▶ _Work order_
The copy you give must match the lines from the top of the data through the line containing "112L133 169L264 171L307" exactly, and it must hold no pictures.

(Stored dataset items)
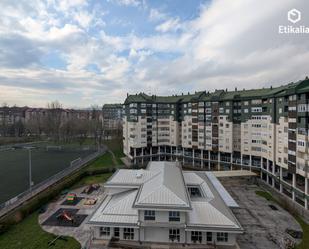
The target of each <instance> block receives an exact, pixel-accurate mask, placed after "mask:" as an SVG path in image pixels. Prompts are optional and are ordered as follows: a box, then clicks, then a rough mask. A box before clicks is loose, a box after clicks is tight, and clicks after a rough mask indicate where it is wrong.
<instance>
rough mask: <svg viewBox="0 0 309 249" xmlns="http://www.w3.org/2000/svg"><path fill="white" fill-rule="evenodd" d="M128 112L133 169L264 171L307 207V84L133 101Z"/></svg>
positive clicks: (274, 182)
mask: <svg viewBox="0 0 309 249" xmlns="http://www.w3.org/2000/svg"><path fill="white" fill-rule="evenodd" d="M123 113H124V116H123V150H124V153H125V154H126V156H127V157H128V158H129V159H130V160H131V161H132V163H134V164H145V163H147V162H148V161H156V160H158V161H160V160H176V159H177V160H178V161H181V162H182V163H183V165H189V166H193V167H199V168H203V169H206V170H231V169H242V168H249V169H250V170H257V171H260V172H261V178H262V179H263V180H264V181H265V182H267V183H268V184H269V185H270V186H272V187H274V188H276V189H277V190H278V191H280V192H281V193H283V194H285V195H286V196H288V197H289V198H291V199H292V200H293V201H295V202H296V203H298V204H299V205H301V206H302V207H304V208H305V209H308V200H309V195H308V188H309V187H308V178H309V153H308V149H309V141H308V131H309V127H308V126H309V80H308V78H306V79H305V80H302V81H299V82H296V83H290V84H288V85H283V86H280V87H276V88H272V87H271V88H263V89H254V90H237V89H235V91H227V90H216V91H214V92H211V93H210V92H196V93H194V94H187V95H174V96H168V97H162V96H154V95H153V96H149V95H146V94H144V93H140V94H136V95H128V96H127V98H126V100H125V102H124V105H123Z"/></svg>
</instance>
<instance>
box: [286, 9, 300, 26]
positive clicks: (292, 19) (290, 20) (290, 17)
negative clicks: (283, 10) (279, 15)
mask: <svg viewBox="0 0 309 249" xmlns="http://www.w3.org/2000/svg"><path fill="white" fill-rule="evenodd" d="M300 19H301V12H300V11H299V10H297V9H291V10H290V11H289V12H288V20H289V21H290V22H291V23H294V24H295V23H297V22H299V21H300Z"/></svg>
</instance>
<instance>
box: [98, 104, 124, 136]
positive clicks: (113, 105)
mask: <svg viewBox="0 0 309 249" xmlns="http://www.w3.org/2000/svg"><path fill="white" fill-rule="evenodd" d="M102 117H103V128H104V131H105V133H107V134H108V135H109V136H113V135H117V134H121V130H122V104H105V105H103V108H102Z"/></svg>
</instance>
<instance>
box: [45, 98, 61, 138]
mask: <svg viewBox="0 0 309 249" xmlns="http://www.w3.org/2000/svg"><path fill="white" fill-rule="evenodd" d="M47 108H48V110H47V115H46V120H45V128H46V133H47V134H48V135H49V136H51V137H52V138H53V140H54V141H59V140H60V128H61V125H62V122H63V119H64V118H66V117H65V115H63V113H64V111H63V109H62V105H61V104H60V103H59V102H58V101H53V102H51V103H48V104H47Z"/></svg>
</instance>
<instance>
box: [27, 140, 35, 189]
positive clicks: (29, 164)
mask: <svg viewBox="0 0 309 249" xmlns="http://www.w3.org/2000/svg"><path fill="white" fill-rule="evenodd" d="M24 148H25V149H26V150H28V160H29V190H30V191H31V188H32V185H33V182H32V160H31V149H34V148H35V147H33V146H32V147H31V146H27V147H24Z"/></svg>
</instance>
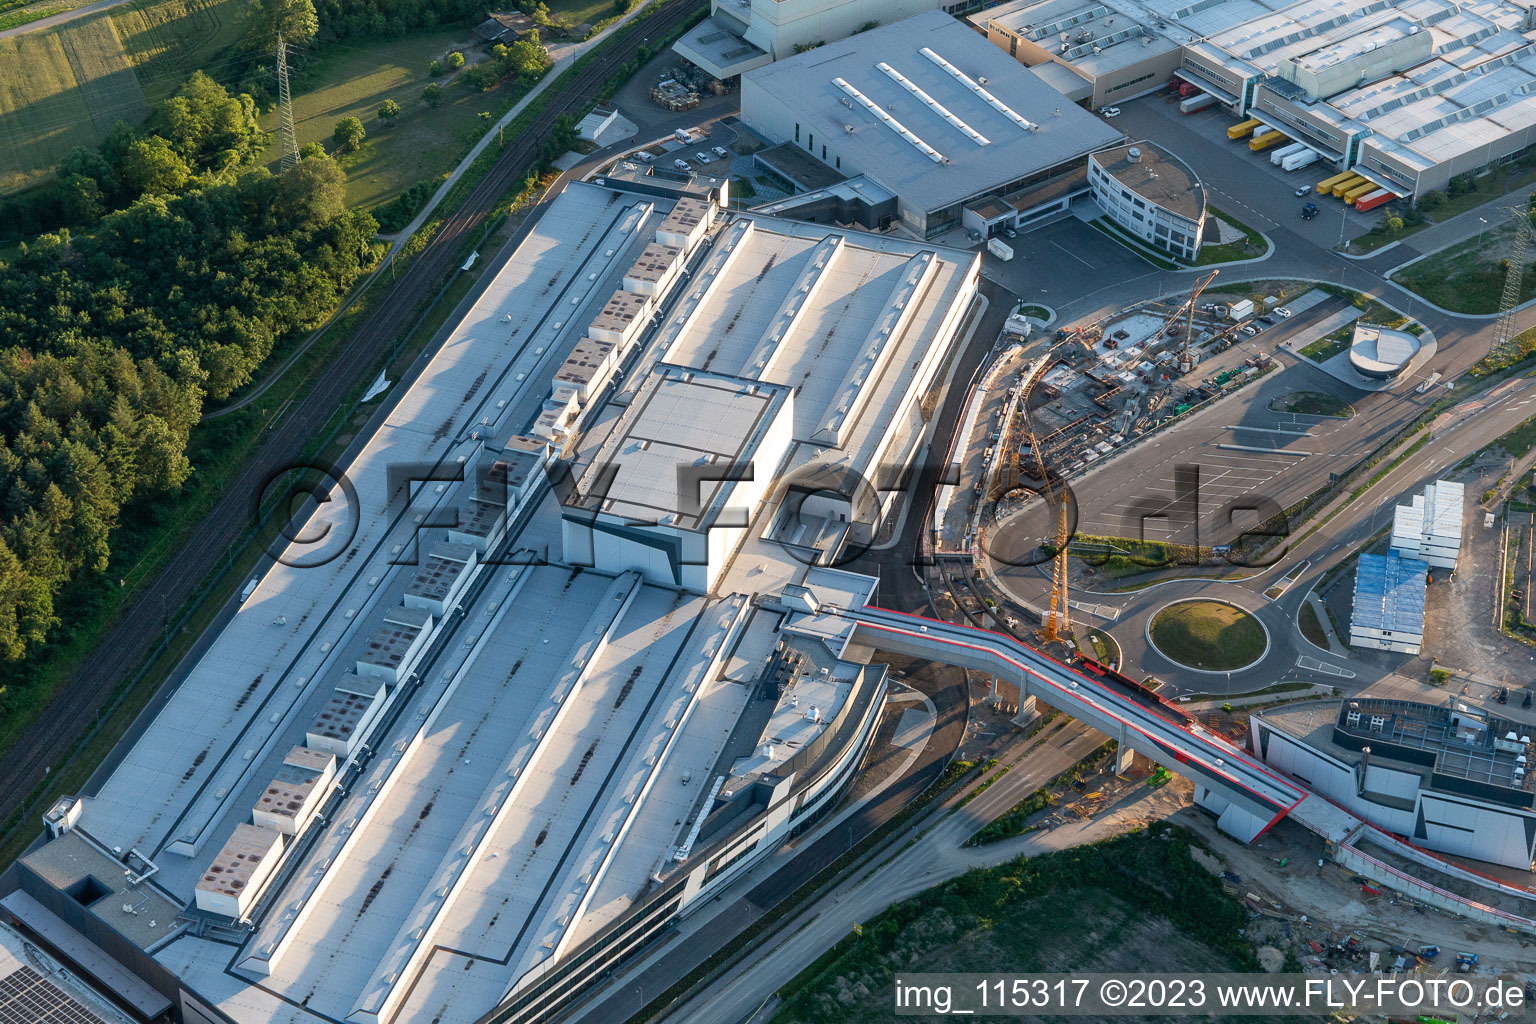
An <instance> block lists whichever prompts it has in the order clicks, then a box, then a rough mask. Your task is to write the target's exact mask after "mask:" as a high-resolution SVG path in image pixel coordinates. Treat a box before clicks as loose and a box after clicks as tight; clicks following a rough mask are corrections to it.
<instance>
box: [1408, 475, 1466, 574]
mask: <svg viewBox="0 0 1536 1024" xmlns="http://www.w3.org/2000/svg"><path fill="white" fill-rule="evenodd" d="M1465 499H1467V485H1465V484H1458V482H1456V481H1435V482H1433V484H1427V485H1425V487H1424V493H1422V494H1415V496H1413V500H1412V502H1410V504H1407V505H1398V507H1396V508H1395V510H1393V517H1392V550H1393V551H1396V553H1398V554H1401V556H1402V557H1409V559H1419V560H1422V562H1425V563H1428V567H1430V568H1438V570H1450V571H1453V573H1455V571H1456V562H1458V559H1459V556H1461V528H1462V510H1464V507H1465Z"/></svg>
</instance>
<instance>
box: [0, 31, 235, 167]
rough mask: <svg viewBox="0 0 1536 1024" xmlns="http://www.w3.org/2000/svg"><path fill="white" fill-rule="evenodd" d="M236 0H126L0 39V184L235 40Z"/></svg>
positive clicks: (79, 141) (57, 151)
mask: <svg viewBox="0 0 1536 1024" xmlns="http://www.w3.org/2000/svg"><path fill="white" fill-rule="evenodd" d="M241 11H243V3H241V0H132V3H126V5H123V6H120V8H114V9H111V11H103V12H100V14H91V15H86V17H83V18H78V20H75V21H68V23H65V25H60V26H57V28H52V29H38V31H35V32H23V34H22V35H15V37H12V38H6V40H0V192H12V190H15V189H22V187H26V186H29V184H35V183H37V181H40V180H41V178H43V177H45V175H46V173H48V170H49V169H51V167H52V164H54V163H57V161H58V158H60V157H63V155H65V154H66V152H69V150H71V149H72V147H75V146H94V144H95V143H98V141H101V138H103V137H104V135H106V132H108V130H109V129H111V127H112V124H114V123H115V121H118V120H127V121H137V120H140V118H143V117H144V114H146V111H147V109H149V104H152V103H155V101H158V100H163V98H164V97H167V95H170V94H172V92H175V89H177V86H180V84H181V81H183V80H184V78H186V75H189V74H190V72H192V71H194V69H197V68H200V66H204V64H206V63H207V60H209V58H210V57H214V55H215V54H218V52H220V51H223V49H224V48H226V46H229V43H232V41H233V40H235V37H237V35H238V32H240V25H241Z"/></svg>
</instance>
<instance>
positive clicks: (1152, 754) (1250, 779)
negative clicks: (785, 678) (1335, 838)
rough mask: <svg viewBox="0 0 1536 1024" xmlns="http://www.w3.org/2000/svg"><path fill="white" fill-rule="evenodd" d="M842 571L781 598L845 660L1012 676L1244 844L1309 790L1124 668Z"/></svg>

▶ _Solved exercise_
The target of each <instance> block receives an exact, pixel-accurate mask, placed after "mask:" as an SVG path in image pixels. Prompts are optional and are ordered as follows: a box, then clicks, then a rough mask. A box before clicks is loose, a box after clicks is tight, and clicks after a rough mask indicate where it is wrong.
<instance>
rough mask: <svg viewBox="0 0 309 249" xmlns="http://www.w3.org/2000/svg"><path fill="white" fill-rule="evenodd" d="M128 112L133 169L264 171L307 207V84L133 101Z"/></svg>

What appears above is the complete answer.